(Source data)
---
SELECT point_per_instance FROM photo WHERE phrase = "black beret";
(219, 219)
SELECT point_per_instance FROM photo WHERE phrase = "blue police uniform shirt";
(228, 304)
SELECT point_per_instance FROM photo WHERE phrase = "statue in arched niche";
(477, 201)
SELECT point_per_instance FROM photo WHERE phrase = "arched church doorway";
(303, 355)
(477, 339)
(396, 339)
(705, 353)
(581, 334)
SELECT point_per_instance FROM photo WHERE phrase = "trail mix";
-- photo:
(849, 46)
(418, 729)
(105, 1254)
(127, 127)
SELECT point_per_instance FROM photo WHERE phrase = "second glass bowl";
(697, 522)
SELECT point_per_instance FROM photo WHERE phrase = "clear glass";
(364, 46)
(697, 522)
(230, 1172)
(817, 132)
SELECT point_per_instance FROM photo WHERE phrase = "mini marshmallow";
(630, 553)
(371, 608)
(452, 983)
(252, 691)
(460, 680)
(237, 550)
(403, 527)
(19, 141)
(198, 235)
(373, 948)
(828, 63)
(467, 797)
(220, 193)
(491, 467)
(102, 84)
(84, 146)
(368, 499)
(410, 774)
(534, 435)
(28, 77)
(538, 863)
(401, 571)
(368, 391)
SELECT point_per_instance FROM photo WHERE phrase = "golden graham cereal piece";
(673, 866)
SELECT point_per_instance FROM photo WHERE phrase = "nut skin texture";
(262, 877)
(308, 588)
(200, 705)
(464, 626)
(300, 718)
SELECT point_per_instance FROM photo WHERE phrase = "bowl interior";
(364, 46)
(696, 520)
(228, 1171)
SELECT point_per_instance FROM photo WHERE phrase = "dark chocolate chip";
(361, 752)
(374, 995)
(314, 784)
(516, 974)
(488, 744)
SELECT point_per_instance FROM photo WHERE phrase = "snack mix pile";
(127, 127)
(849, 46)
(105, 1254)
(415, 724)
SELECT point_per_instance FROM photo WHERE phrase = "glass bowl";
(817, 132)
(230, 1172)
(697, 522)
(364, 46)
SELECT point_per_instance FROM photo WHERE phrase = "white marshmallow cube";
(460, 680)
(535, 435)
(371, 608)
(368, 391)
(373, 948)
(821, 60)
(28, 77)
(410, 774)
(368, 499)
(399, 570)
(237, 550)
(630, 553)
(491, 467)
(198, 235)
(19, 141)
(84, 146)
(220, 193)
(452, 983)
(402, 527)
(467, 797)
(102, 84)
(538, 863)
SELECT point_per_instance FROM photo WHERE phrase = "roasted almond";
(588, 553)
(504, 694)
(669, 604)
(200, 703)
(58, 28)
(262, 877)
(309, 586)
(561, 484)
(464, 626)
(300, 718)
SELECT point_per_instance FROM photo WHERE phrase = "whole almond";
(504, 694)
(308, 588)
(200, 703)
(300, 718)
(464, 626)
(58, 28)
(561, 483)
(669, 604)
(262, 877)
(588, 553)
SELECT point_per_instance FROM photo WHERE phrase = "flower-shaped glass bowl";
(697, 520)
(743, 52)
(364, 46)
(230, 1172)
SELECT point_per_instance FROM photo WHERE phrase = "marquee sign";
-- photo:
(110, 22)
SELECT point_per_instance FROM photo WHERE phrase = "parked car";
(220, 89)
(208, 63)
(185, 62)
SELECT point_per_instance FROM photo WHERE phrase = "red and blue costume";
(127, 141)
---
About this exercise = From the data above, extract every line in its exact form.

Solution for this task =
SELECT point_per_instance FROM photo WHERE phrase = "black beret";
(219, 219)
SELECT point_per_instance FROM photo WHERE phrase = "blue police uniform shirt";
(228, 304)
SELECT point_per_instance FROM photo WHERE phrase = "statue in arched niche";
(477, 201)
SELECT point_per_instance FROM photo WHERE phrase = "arched church doorway";
(303, 355)
(477, 339)
(396, 339)
(705, 353)
(581, 334)
SELECT point_per_instance FROM photo WHERE phrase = "trail mix";
-- photo:
(849, 46)
(418, 729)
(105, 1254)
(127, 127)
SELECT point_per_instance FROM photo WHERE phrase = "second glass bowl";
(697, 522)
SELECT point_per_instance FROM photo WHERE phrase = "clear glass";
(364, 46)
(697, 522)
(230, 1172)
(817, 132)
SELECT point_per_instance FROM photo WHERE phrase = "mini marshmallow";
(630, 553)
(371, 608)
(452, 983)
(252, 691)
(460, 680)
(237, 550)
(403, 527)
(19, 141)
(198, 235)
(373, 948)
(828, 63)
(467, 797)
(220, 193)
(491, 467)
(102, 84)
(84, 146)
(368, 499)
(410, 774)
(534, 435)
(28, 77)
(538, 863)
(401, 571)
(368, 391)
SELECT point_per_instance FROM photo WHERE phrase = "golden graham cereal piece";
(673, 866)
SELECT point_per_instance FROM photo WHERE phrase = "nut skin texture";
(262, 877)
(308, 588)
(200, 705)
(464, 626)
(300, 718)
SELECT point_per_instance FROM photo WHERE phrase = "bowl interior";
(364, 46)
(696, 520)
(228, 1171)
SELECT point_per_instance FROM photo WHERE phrase = "dark chocolate chip";
(361, 752)
(374, 995)
(314, 784)
(516, 974)
(488, 744)
SELECT point_per_instance FROM photo WHERE phrase = "snack mix pile";
(127, 127)
(849, 46)
(105, 1254)
(415, 724)
SELECT point_per_instance FROM photo WHERE phrase = "glass bowl";
(817, 132)
(230, 1172)
(697, 522)
(364, 46)
SELECT point_per_instance FROM photo WHERE phrase = "white marshmallow cube";
(460, 680)
(535, 435)
(371, 608)
(368, 391)
(373, 948)
(821, 60)
(28, 77)
(410, 774)
(368, 499)
(399, 570)
(237, 550)
(630, 553)
(491, 467)
(198, 235)
(19, 141)
(84, 146)
(220, 193)
(452, 983)
(402, 527)
(467, 797)
(102, 84)
(538, 863)
SELECT point_per_instance FROM photo WHERE phrase = "roasted almond";
(588, 553)
(504, 694)
(669, 604)
(200, 703)
(58, 28)
(262, 877)
(309, 586)
(561, 484)
(464, 626)
(300, 718)
SELECT point_per_instance FROM photo WHERE phrase = "whole almond";
(504, 694)
(308, 588)
(200, 703)
(300, 718)
(464, 626)
(58, 28)
(561, 483)
(669, 604)
(262, 877)
(588, 553)
SELECT point_per_instance FROM photo WHERE phrase = "flower-shaped glass bowl";
(697, 520)
(743, 52)
(364, 46)
(230, 1172)
SELECT point_per_instance FROM photo WHERE phrase = "marquee sign";
-- photo:
(110, 22)
SELECT point_per_instance FROM photo WHERE phrase = "parked car";
(220, 89)
(208, 63)
(185, 62)
SELECT point_per_instance FROM photo WHERE phrase = "red and blue costume";
(127, 141)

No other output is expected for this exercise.